Bundestag| Sicherstellungen von Asservaten beim verstorbenen V-Mann des Bundesamtes für Verfassungsschutz „Corelli“- Kleine Anfrage


Antwort
der Bundesregierung
auf die Kleine Anfrage der Abgeordneten Petra Pau, Martina Renner, Dr. André
Hahn, weiterer Abgeordneter und der Fraktion DIE LINKE.
– Drucksache 18/2115 –

Sicherstellungen von Asservaten beim verstorbenen V-Mann des Bundesamtes
für Verfassungsschutz „Corelli“

 

Vorbemerkung de r Fragestel l e r
Am 7. April wurde der V-Mann des Bundesamtes für Verfassungsschutz (BfV)
„Corelli“ tot in seiner Wohnung am Stadtrand von Paderborn aufgefunden. Die
die Umstände des Todes ermittelnde Polizeibehörde Bielefeld stellte eine
ganze Reihe von Asservaten sicher.

### Vorliegende Daten
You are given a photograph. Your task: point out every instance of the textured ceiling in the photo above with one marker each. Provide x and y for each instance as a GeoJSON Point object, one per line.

### Aufgabenstellung
- a) Fassen Sie den Absatz im Text zum V-Mann „Corelli“, der mit „Am 7. April wurde“ beginnt, in höchstens zwei Sätzen kürzer zusammen, ohne die wesentlichen Fakten wegzulassen.
- b) Welche Polizeibehörde ermittelte laut dem Text zum V-Mann „Corelli“ die Umstände seines Todes?

### Lösungen
- a) Der V-Mann „Corelli“ des Bundesamtes für Verfassungsschutz wurde am 7. April tot in seiner Wohnung am Stadtrand von Paderborn gefunden. Die Polizeibehörde Bielefeld ermittelte die Todesumstände und stellte zahlreiche Asservate sicher.

- b) Die Polizeibehörde Bielefeld.